-- start Data shown --

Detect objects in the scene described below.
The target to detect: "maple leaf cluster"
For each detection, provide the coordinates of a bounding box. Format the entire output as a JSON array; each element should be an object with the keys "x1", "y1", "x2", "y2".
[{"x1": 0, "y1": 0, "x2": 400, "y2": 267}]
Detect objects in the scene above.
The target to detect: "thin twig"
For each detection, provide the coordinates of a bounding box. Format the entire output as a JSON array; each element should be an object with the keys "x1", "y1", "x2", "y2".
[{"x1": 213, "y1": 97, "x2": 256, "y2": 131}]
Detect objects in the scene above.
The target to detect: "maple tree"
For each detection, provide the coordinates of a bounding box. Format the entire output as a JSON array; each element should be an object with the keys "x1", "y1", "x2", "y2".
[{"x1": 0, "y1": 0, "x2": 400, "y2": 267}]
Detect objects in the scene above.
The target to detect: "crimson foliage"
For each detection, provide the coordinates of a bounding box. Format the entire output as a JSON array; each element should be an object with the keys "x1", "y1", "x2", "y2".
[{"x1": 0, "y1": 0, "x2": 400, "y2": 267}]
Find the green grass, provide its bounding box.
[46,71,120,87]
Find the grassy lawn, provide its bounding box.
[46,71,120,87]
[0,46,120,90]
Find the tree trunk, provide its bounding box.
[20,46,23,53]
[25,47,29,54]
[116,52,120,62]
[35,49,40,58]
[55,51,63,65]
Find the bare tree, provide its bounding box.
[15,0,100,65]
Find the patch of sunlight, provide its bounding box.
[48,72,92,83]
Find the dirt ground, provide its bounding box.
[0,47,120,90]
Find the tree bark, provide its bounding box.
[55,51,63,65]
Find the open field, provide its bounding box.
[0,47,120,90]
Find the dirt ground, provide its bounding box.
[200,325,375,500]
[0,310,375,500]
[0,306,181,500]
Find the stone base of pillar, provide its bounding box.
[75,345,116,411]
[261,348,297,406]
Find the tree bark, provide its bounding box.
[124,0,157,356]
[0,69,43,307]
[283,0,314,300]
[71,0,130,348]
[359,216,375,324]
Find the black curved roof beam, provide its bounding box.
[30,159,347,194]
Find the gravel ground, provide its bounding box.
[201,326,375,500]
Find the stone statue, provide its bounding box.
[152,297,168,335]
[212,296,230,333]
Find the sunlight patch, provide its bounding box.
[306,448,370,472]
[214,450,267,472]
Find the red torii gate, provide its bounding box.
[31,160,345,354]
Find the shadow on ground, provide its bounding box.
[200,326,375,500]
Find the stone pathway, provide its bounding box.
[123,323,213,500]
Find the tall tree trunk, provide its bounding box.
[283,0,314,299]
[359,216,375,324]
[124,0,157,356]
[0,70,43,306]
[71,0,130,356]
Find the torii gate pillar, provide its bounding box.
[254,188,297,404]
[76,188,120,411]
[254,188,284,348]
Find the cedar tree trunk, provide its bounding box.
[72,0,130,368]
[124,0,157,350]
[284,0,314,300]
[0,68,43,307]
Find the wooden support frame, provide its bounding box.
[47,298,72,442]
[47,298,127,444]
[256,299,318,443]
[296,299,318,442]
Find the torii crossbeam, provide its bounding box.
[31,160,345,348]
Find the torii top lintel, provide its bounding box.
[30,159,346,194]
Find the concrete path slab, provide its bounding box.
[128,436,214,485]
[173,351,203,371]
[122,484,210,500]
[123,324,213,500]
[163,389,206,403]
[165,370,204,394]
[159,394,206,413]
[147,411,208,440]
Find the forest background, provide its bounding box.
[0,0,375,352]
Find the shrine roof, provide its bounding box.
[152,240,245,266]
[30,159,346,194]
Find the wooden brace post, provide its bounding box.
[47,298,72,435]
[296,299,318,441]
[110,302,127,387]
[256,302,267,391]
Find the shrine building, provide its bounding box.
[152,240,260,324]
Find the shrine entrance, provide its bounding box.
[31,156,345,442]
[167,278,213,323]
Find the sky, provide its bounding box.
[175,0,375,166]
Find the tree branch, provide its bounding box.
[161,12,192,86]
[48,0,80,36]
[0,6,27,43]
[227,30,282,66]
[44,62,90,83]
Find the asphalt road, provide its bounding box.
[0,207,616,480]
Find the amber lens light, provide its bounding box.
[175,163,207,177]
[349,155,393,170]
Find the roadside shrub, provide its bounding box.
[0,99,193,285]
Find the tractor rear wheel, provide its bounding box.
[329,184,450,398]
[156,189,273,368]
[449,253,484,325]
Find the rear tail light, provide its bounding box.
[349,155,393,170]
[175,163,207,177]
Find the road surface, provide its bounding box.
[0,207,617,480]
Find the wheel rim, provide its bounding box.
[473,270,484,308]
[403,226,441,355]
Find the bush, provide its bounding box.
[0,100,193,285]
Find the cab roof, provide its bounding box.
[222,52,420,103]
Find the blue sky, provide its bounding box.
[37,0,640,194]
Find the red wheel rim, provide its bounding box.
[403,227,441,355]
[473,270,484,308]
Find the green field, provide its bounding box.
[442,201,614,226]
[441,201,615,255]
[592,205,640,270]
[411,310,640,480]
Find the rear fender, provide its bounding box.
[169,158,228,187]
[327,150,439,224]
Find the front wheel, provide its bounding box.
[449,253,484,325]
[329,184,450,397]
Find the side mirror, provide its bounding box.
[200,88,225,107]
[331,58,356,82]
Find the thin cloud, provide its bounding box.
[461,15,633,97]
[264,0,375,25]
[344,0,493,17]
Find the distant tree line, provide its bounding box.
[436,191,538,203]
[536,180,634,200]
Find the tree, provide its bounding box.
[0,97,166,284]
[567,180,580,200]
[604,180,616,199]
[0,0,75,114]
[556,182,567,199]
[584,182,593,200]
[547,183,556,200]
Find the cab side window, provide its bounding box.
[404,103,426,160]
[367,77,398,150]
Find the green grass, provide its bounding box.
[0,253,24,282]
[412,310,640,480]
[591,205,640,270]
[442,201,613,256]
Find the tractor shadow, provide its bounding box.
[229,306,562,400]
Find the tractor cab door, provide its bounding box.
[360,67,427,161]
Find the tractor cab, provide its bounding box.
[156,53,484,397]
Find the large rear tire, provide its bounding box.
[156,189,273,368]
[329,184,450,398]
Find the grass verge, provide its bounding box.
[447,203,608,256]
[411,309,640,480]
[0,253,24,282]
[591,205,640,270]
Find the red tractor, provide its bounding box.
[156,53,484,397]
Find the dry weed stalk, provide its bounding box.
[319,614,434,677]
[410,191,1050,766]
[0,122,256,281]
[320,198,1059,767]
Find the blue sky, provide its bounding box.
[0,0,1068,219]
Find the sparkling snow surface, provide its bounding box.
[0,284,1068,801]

-- end Data shown --

- [Task prompt] Could you reproduce, unchanged, the records starting at the line that contains "Find the road surface, provide" and ending at the line that contains "[37,0,640,194]", with both of those lines included?

- [Solution below]
Find the road surface, provide its bounding box.
[0,207,617,480]
Find the wheel rim, provide its bounding box.
[473,270,484,308]
[403,226,441,355]
Find the bush, provide its bounding box.
[0,100,193,285]
Find the cab roof, provide its bounding box.
[222,52,420,103]
Find the blue sky, provide its bounding box.
[37,0,640,194]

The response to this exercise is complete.